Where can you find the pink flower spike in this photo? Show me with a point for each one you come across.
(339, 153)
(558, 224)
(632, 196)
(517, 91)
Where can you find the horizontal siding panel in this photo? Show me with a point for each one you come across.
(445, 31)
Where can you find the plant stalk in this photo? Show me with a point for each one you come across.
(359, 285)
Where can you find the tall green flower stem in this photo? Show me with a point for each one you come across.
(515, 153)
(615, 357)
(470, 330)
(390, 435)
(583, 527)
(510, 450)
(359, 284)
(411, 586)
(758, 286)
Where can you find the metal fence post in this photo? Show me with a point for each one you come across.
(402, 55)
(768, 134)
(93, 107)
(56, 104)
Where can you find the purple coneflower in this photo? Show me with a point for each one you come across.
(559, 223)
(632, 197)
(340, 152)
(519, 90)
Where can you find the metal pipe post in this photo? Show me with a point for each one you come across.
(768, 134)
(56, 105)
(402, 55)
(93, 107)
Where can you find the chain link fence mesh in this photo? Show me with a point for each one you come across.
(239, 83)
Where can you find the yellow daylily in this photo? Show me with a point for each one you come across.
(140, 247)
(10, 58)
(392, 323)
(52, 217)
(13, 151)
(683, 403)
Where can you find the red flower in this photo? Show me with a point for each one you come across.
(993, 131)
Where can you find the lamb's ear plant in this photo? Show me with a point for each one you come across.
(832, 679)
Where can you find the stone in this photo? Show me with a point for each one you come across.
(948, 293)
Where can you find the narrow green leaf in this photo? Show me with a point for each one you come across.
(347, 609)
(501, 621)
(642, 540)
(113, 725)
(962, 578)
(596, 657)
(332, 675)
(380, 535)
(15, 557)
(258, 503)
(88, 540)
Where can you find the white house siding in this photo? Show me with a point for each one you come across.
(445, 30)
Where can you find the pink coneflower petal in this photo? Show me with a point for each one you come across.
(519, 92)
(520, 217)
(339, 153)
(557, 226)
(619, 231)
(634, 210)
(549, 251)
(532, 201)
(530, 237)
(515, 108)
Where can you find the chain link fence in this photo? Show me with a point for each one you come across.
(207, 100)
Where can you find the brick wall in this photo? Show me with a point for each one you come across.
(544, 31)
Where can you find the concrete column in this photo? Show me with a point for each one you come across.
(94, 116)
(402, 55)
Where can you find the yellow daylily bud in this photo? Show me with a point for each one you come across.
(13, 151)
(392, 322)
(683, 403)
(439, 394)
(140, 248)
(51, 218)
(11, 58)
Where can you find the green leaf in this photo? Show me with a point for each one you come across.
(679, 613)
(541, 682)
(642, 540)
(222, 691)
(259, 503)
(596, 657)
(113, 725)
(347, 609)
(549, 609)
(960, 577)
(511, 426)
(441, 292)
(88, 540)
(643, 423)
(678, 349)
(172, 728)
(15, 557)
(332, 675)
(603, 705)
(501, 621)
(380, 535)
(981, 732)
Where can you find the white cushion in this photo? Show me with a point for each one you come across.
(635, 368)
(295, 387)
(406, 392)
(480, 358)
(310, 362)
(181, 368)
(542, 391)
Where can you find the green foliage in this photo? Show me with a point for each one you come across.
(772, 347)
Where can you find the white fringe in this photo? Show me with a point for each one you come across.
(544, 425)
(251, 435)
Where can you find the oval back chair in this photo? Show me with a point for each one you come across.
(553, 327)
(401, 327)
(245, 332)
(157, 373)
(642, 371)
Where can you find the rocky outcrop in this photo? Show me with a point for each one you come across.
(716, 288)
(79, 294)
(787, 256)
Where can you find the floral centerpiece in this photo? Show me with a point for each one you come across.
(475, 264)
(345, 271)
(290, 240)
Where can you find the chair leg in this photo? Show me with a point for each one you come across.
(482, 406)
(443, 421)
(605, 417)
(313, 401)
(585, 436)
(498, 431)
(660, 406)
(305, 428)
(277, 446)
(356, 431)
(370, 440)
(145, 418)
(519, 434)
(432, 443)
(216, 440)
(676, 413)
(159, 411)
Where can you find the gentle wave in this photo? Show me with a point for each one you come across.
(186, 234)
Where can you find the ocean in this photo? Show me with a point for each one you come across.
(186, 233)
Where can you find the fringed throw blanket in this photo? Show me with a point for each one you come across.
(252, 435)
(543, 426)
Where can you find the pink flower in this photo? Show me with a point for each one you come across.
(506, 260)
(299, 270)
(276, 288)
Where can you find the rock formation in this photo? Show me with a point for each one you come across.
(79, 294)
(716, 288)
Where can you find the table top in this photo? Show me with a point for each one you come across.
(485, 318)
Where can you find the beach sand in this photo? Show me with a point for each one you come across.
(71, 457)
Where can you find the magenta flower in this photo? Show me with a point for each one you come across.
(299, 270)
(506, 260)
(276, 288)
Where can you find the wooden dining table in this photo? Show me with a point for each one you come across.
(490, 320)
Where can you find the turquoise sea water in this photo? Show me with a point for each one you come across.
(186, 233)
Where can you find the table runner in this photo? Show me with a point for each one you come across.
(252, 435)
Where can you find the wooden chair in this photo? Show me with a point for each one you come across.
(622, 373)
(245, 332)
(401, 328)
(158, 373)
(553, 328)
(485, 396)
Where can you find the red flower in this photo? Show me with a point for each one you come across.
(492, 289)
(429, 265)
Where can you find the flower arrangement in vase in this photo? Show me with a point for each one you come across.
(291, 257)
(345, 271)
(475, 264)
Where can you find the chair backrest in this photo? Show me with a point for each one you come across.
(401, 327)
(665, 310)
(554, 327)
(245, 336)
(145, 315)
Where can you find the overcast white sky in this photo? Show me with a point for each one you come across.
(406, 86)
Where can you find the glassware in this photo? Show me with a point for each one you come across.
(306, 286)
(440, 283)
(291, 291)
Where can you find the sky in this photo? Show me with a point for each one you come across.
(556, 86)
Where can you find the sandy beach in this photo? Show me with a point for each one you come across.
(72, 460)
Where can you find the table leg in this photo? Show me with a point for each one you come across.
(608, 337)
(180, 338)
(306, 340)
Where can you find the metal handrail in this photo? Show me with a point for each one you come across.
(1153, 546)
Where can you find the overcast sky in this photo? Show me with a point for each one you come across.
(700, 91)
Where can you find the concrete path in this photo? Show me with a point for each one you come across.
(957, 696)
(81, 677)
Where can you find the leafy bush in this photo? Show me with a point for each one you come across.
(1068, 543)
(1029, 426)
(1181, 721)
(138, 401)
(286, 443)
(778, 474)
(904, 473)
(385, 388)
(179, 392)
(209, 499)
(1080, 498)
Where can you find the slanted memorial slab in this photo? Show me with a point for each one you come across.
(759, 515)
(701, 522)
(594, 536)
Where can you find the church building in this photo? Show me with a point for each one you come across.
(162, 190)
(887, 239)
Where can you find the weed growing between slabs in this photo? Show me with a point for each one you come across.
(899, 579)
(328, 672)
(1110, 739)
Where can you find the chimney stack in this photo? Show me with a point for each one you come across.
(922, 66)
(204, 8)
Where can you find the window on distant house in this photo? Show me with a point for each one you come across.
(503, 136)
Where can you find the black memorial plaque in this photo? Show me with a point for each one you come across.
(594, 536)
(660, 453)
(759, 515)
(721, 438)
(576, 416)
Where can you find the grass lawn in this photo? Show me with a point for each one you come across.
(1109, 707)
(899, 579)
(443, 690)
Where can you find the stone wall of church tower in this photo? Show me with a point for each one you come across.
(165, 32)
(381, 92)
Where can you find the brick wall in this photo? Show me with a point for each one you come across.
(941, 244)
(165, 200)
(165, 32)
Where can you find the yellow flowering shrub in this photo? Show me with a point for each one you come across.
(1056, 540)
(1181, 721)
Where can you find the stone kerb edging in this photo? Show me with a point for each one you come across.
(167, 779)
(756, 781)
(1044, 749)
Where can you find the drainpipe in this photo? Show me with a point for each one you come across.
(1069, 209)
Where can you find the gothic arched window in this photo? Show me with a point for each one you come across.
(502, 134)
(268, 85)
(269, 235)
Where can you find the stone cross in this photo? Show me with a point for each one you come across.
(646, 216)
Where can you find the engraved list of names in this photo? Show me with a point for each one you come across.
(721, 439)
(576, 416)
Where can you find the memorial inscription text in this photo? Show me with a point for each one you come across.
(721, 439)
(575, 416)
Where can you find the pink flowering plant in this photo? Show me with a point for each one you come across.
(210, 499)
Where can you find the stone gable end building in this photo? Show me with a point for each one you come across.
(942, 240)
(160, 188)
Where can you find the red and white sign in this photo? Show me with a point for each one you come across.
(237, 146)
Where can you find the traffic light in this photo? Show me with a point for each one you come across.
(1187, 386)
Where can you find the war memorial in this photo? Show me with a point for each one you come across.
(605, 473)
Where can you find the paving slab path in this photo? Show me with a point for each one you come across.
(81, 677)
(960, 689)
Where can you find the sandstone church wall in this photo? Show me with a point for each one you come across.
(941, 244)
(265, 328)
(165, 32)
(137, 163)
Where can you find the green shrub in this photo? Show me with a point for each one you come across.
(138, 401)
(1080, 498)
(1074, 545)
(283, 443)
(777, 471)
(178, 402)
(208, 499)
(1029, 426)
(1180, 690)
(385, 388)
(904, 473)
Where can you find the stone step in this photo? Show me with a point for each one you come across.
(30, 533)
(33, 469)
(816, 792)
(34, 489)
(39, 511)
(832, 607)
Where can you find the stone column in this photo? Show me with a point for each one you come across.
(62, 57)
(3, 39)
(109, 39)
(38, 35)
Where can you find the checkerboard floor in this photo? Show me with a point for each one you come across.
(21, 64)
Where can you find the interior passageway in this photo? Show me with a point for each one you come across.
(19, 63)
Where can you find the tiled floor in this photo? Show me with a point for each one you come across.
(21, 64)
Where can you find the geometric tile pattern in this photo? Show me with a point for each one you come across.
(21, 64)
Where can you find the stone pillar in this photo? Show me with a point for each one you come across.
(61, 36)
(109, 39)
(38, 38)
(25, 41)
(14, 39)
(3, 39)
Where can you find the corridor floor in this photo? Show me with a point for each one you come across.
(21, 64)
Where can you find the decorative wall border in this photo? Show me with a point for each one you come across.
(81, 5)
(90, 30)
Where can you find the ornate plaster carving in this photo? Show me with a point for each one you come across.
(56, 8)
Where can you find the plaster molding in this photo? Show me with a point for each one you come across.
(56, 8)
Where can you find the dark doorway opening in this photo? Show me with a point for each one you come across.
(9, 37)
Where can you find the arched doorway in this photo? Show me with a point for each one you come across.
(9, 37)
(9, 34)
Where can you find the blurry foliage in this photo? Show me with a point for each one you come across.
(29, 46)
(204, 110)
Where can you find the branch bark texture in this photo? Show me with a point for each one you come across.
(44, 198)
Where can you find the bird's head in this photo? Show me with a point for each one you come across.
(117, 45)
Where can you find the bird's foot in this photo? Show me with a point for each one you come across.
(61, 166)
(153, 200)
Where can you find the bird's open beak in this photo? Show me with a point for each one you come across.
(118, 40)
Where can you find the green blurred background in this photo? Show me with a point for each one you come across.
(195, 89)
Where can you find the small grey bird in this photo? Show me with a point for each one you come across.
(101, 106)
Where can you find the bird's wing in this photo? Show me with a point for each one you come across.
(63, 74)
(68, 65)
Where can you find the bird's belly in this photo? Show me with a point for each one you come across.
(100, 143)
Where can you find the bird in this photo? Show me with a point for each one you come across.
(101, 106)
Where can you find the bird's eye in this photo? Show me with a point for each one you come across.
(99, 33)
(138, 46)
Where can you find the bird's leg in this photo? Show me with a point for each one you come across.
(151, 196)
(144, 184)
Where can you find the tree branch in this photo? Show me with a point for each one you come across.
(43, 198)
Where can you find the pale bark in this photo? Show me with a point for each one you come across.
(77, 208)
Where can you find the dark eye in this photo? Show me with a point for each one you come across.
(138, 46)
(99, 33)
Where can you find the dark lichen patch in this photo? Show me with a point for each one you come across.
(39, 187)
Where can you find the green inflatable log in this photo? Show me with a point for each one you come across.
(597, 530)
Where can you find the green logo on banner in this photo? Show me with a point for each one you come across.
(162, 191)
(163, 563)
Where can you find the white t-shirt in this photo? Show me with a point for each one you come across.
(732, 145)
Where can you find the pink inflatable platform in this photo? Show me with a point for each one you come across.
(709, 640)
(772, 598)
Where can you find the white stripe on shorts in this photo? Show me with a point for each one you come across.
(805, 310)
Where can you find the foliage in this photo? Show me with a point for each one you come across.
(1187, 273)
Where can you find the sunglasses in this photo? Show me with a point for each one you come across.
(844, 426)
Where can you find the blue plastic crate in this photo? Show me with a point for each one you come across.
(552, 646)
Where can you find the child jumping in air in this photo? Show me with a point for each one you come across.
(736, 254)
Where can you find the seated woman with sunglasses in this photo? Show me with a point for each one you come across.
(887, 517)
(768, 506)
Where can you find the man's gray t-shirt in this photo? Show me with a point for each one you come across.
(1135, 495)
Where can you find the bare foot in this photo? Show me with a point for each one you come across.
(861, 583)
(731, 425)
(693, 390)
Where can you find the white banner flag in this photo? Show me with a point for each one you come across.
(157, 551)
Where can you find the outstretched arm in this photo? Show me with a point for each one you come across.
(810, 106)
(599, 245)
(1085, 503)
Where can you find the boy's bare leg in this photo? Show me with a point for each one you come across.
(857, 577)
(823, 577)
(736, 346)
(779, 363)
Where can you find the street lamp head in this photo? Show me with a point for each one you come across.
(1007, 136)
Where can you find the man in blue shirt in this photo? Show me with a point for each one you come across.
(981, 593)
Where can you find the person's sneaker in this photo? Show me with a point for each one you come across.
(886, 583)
|---|
## [Problem description]
Only the lines from the one with "Where can you find the outstretched" through the end of the material are wanted; copy them exactly, both ends included.

## [Answer to the task]
Where can you find the outstretched arm in this photo? Show me with a point for each one you come across.
(810, 106)
(599, 245)
(1085, 503)
Where can you find the boy's bare leg in this photo? Show me with a point for each one you come across.
(857, 577)
(823, 577)
(736, 346)
(779, 363)
Where can you find the street lamp head in this photo? Show me with a point for each one you come across.
(1007, 136)
Where can you find the man in blue shirt in this photo? Show me with a point for each one you come across.
(981, 593)
Where can you find the person's sneaker in this photo? Show me with a point for each one you come across.
(886, 583)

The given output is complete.